▶ [To do]: What you output must be the exact lines from the first line of the data through the one holding "target | large pink petal", with no pictures.
== Material shown ==
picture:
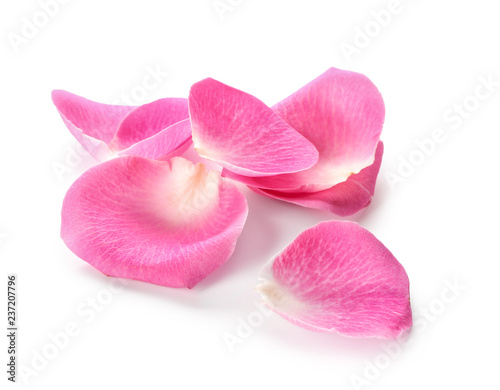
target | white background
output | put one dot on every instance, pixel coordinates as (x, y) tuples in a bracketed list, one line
[(440, 221)]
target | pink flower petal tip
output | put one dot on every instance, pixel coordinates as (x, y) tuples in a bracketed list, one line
[(341, 113), (242, 134), (155, 130), (165, 222), (338, 277)]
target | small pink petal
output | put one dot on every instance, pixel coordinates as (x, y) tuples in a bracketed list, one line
[(165, 222), (149, 119), (338, 277), (342, 114), (343, 199), (170, 142), (243, 135), (92, 124)]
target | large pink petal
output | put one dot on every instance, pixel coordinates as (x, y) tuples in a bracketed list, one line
[(170, 142), (93, 124), (165, 222), (342, 114), (338, 277), (149, 119), (343, 199), (243, 135)]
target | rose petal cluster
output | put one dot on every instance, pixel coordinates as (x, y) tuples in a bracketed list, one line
[(153, 210)]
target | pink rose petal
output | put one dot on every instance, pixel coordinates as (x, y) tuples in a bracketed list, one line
[(343, 199), (243, 135), (106, 131), (149, 119), (92, 124), (165, 222), (342, 114), (338, 277)]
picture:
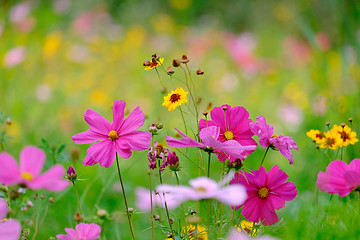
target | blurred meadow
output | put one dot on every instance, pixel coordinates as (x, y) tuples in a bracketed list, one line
[(294, 62)]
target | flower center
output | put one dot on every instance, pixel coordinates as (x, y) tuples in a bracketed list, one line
[(27, 176), (174, 97), (263, 192), (113, 135), (229, 135)]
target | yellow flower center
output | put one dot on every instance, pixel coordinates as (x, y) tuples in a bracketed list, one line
[(27, 176), (263, 192), (113, 135), (229, 135)]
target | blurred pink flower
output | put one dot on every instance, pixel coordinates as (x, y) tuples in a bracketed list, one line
[(237, 235), (340, 178), (266, 191), (206, 188), (143, 201), (234, 126), (210, 142), (31, 163), (82, 231), (267, 138), (14, 56), (119, 137), (10, 229)]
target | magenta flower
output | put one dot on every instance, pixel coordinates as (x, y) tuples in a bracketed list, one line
[(234, 125), (119, 137), (31, 163), (143, 201), (10, 229), (266, 191), (82, 231), (209, 137), (267, 138), (206, 188), (340, 178)]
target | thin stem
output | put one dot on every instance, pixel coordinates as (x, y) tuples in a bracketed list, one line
[(166, 208), (209, 164), (77, 198), (152, 209), (123, 190), (262, 161)]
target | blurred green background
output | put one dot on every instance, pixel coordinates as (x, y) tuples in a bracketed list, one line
[(294, 62)]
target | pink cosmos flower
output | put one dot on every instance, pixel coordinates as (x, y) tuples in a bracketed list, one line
[(82, 231), (31, 162), (206, 188), (210, 141), (267, 138), (234, 126), (143, 201), (10, 229), (340, 178), (266, 191), (119, 137)]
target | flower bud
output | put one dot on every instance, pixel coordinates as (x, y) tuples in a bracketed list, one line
[(146, 63), (176, 62), (184, 59), (200, 72), (173, 161), (71, 173)]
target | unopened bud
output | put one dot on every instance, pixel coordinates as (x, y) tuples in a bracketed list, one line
[(200, 72), (101, 213), (170, 71), (146, 63), (176, 62), (184, 59), (71, 173)]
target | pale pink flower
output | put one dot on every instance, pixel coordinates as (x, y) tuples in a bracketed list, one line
[(14, 56), (32, 160), (206, 188), (210, 142), (340, 178), (10, 229), (266, 191), (143, 201), (267, 138), (82, 231), (119, 137)]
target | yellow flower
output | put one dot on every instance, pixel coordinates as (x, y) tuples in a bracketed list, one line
[(196, 232), (155, 63), (346, 135), (331, 140), (175, 99), (316, 135)]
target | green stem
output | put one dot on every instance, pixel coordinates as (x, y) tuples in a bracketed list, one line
[(262, 161), (123, 190), (77, 198)]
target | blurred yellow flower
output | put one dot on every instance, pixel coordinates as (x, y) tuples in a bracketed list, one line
[(155, 63), (175, 99), (346, 135)]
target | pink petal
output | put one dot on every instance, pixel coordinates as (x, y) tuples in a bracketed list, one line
[(52, 180), (103, 152), (137, 140), (9, 172), (135, 120), (3, 209), (10, 230), (32, 160), (88, 136), (97, 122), (118, 115)]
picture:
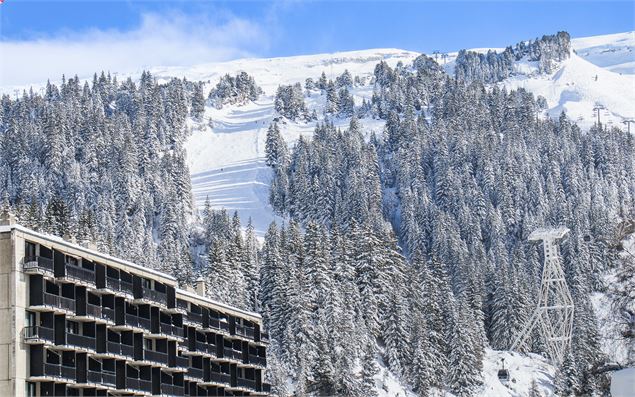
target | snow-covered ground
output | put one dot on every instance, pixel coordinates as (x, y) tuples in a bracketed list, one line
[(577, 86), (226, 160), (523, 369), (614, 52), (226, 151)]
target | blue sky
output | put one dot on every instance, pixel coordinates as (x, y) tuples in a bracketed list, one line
[(132, 34)]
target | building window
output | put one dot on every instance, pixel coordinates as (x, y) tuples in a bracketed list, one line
[(30, 389), (29, 319), (72, 327), (70, 260), (29, 249)]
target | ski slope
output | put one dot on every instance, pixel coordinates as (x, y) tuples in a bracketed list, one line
[(613, 52), (226, 159)]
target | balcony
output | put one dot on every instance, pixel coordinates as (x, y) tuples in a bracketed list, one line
[(117, 285), (59, 371), (155, 296), (38, 264), (37, 334), (181, 362), (257, 360), (206, 348), (101, 378), (81, 274), (196, 318), (220, 378), (181, 305), (155, 357), (58, 302), (196, 373), (81, 341), (100, 313), (139, 384), (217, 325), (172, 330), (245, 332), (120, 349), (108, 378), (108, 314), (172, 390), (138, 322), (233, 354), (246, 384)]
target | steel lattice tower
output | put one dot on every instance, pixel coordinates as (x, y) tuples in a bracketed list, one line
[(554, 313)]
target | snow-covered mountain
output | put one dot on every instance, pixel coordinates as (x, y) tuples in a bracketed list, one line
[(226, 150), (226, 159)]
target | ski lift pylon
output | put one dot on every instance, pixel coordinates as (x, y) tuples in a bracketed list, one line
[(503, 373)]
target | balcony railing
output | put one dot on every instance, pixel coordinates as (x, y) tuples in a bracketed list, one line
[(169, 329), (246, 383), (80, 274), (205, 347), (38, 262), (39, 333), (154, 356), (215, 323), (138, 322), (60, 302), (181, 362), (108, 313), (194, 317), (93, 310), (108, 378), (172, 390), (86, 342), (115, 284), (138, 384), (101, 377), (221, 378), (196, 373), (59, 371), (120, 349), (233, 354), (257, 360), (244, 331), (93, 377), (156, 296), (182, 305)]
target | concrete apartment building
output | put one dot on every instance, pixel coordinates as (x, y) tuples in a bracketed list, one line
[(77, 322)]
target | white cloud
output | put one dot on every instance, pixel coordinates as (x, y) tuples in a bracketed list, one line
[(160, 40)]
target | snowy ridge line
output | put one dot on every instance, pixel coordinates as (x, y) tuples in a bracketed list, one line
[(67, 244)]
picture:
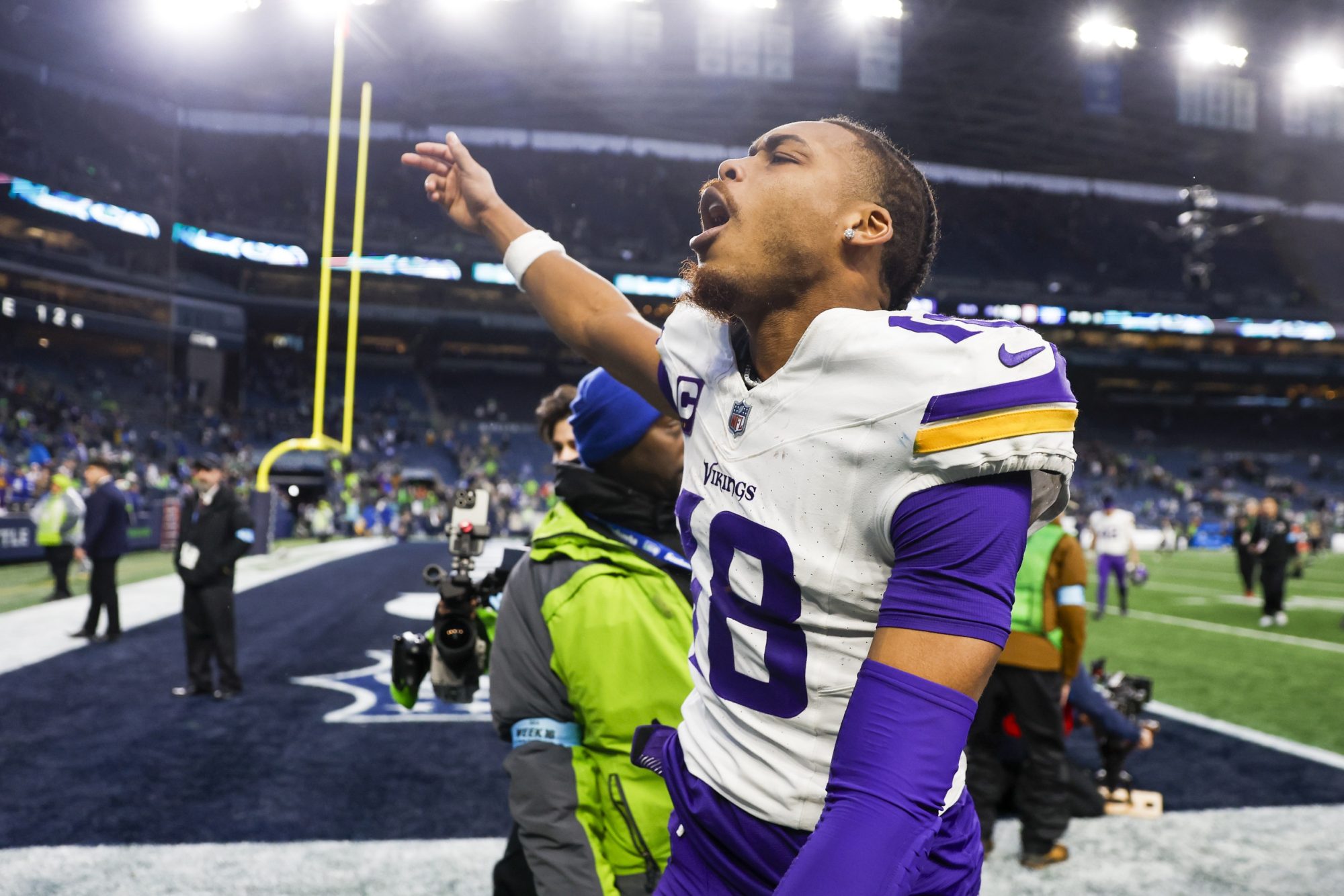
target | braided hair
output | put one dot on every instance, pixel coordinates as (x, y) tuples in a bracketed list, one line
[(905, 193)]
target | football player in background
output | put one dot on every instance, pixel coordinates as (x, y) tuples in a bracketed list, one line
[(858, 491), (1114, 541)]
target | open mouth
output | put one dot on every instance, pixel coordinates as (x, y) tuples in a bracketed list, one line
[(714, 217)]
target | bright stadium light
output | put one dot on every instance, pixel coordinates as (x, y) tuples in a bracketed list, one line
[(1103, 33), (1209, 50), (1318, 69), (190, 14), (864, 10)]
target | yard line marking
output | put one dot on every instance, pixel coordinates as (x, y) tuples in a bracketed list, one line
[(1251, 735), (1217, 596), (1225, 629)]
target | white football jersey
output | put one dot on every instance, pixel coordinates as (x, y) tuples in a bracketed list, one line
[(787, 506), (1112, 533)]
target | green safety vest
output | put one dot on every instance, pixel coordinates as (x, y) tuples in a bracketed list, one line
[(50, 521), (1029, 608)]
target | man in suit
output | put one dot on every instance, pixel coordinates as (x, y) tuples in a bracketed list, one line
[(217, 530), (1275, 547), (107, 523)]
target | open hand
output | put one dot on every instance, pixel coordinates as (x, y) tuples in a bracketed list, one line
[(456, 182)]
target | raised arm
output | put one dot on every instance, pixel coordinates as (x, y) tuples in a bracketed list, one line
[(583, 308)]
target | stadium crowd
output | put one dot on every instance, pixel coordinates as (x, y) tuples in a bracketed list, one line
[(631, 210)]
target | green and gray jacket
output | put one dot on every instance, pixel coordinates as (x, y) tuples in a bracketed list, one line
[(60, 519), (592, 641)]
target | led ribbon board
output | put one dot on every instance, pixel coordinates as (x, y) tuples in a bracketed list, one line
[(659, 287), (205, 241), (83, 209), (400, 267)]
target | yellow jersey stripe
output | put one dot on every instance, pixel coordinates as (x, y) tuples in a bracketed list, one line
[(998, 427)]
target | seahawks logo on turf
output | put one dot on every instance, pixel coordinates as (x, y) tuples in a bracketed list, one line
[(374, 702)]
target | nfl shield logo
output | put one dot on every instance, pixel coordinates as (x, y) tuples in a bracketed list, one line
[(739, 418)]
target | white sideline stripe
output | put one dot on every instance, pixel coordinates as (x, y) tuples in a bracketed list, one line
[(42, 632), (1225, 629), (1251, 735)]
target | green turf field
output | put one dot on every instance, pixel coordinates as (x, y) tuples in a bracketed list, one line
[(1194, 633), (1190, 631), (22, 585)]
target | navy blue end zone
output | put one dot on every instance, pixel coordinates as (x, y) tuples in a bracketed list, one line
[(93, 749)]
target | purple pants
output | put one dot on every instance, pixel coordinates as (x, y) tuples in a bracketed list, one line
[(722, 851), (1108, 564)]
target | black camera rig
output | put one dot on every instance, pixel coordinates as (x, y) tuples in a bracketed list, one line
[(456, 651), (1128, 695)]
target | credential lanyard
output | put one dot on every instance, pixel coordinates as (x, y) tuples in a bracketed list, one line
[(647, 546)]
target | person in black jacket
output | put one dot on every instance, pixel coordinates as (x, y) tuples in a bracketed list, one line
[(1244, 542), (217, 530), (1273, 545), (107, 523)]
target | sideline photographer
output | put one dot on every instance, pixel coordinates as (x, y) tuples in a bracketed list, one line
[(1032, 682), (592, 640)]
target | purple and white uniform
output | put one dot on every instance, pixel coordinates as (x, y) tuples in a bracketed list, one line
[(792, 498), (1114, 539)]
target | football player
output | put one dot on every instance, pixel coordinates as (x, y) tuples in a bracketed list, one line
[(858, 491), (1114, 541)]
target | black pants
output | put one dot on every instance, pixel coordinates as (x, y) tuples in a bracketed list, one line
[(208, 623), (513, 877), (1247, 566), (58, 558), (1272, 580), (103, 593), (1042, 787)]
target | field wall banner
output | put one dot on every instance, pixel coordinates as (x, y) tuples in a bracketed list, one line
[(19, 535)]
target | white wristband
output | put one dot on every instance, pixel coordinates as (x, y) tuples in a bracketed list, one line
[(528, 249)]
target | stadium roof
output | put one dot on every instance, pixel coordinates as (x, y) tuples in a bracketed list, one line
[(991, 84)]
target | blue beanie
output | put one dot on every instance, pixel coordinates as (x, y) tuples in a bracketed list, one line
[(608, 417)]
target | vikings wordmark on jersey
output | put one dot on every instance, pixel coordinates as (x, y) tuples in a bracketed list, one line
[(790, 574)]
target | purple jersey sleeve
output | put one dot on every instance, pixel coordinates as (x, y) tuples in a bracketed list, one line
[(959, 547)]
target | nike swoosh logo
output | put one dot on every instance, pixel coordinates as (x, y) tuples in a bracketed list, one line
[(1014, 359)]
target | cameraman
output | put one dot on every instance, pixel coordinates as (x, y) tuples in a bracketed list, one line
[(592, 641), (1032, 682)]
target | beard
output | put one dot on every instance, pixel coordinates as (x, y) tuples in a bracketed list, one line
[(713, 292), (726, 296)]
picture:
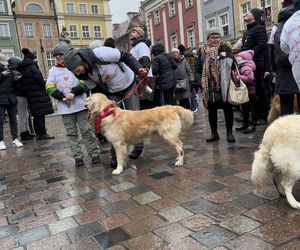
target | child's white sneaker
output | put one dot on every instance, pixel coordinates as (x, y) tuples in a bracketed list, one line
[(17, 143), (2, 145)]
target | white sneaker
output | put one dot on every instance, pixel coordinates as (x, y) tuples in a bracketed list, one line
[(2, 145), (17, 143)]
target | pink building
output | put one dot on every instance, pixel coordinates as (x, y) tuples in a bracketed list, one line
[(173, 22)]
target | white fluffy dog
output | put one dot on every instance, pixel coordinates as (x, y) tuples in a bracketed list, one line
[(129, 127), (278, 157)]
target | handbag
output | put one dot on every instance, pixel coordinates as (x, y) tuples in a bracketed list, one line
[(237, 95), (181, 85)]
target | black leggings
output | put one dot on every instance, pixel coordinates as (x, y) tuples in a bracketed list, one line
[(213, 115), (287, 104)]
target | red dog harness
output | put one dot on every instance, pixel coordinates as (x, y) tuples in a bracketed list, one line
[(107, 111)]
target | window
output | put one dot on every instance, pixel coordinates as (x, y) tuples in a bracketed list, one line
[(4, 30), (97, 31), (171, 9), (2, 9), (70, 8), (73, 31), (224, 24), (191, 36), (47, 30), (94, 9), (28, 28), (156, 17), (34, 8), (82, 8), (50, 59), (188, 4), (245, 8), (266, 6), (85, 31), (211, 23), (173, 40)]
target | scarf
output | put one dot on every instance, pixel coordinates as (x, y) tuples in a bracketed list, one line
[(210, 70)]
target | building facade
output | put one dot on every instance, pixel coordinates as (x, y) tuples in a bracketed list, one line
[(84, 20), (271, 8), (37, 29), (121, 31), (8, 34), (217, 13), (173, 22)]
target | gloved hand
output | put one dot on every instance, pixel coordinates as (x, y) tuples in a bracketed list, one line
[(143, 73)]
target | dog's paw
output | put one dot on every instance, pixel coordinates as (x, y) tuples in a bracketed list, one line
[(295, 204), (117, 171), (178, 163)]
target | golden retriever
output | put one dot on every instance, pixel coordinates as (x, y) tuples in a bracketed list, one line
[(129, 127), (274, 112), (278, 157)]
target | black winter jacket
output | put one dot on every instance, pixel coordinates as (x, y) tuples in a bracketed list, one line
[(35, 89), (163, 66), (255, 38), (7, 89)]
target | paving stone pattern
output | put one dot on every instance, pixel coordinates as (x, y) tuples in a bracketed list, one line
[(208, 203)]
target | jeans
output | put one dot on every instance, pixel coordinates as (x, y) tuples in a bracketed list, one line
[(72, 123), (12, 115)]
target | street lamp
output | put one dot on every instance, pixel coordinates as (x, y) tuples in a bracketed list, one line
[(43, 59)]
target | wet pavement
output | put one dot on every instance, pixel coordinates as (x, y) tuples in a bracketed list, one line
[(47, 203)]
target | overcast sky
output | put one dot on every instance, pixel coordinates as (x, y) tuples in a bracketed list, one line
[(119, 9)]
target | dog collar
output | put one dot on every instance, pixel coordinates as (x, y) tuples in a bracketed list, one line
[(107, 111)]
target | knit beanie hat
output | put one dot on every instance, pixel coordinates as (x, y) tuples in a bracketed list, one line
[(139, 30), (257, 13), (72, 59), (27, 54), (60, 48), (212, 31), (109, 42), (297, 4)]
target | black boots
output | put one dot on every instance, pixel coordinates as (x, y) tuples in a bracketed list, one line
[(26, 136), (214, 136), (230, 137)]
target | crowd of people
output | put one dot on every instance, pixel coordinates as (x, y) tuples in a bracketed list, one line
[(266, 66)]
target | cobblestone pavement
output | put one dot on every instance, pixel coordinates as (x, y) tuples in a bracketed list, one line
[(47, 203)]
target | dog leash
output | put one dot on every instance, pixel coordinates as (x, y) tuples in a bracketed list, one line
[(141, 82)]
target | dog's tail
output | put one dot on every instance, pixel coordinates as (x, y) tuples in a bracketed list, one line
[(186, 117)]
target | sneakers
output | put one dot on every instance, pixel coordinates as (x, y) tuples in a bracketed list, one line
[(17, 143), (79, 162), (96, 159), (2, 145)]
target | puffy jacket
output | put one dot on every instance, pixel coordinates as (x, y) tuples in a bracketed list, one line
[(255, 38), (7, 89), (247, 71), (35, 89), (163, 66)]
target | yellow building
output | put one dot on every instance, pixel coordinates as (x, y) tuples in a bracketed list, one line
[(240, 7), (84, 20)]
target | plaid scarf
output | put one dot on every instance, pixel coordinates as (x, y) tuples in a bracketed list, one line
[(210, 70)]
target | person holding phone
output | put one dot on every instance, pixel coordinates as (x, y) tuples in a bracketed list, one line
[(8, 102)]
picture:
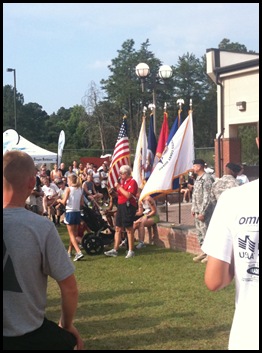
===
▶ [Task output]:
picture:
target | white background
output | put one dot on every instance, pixel coordinates as (x, y) tuples in a bracketed list, one line
[(440, 221)]
target | pink flower petal tip
output | put one dot on every instance, pixel coordinates as (x, y) tuples in a bracketed list, one line
[(341, 113), (242, 134), (155, 130), (165, 222), (338, 277)]
target | small pink petal
output | put one dot on every instance, pixel coordinates as (x, y) tuples in a bracketed list, one line
[(165, 222), (149, 119), (338, 277), (342, 114), (343, 199), (170, 142), (243, 135), (92, 124)]
target | large pink petal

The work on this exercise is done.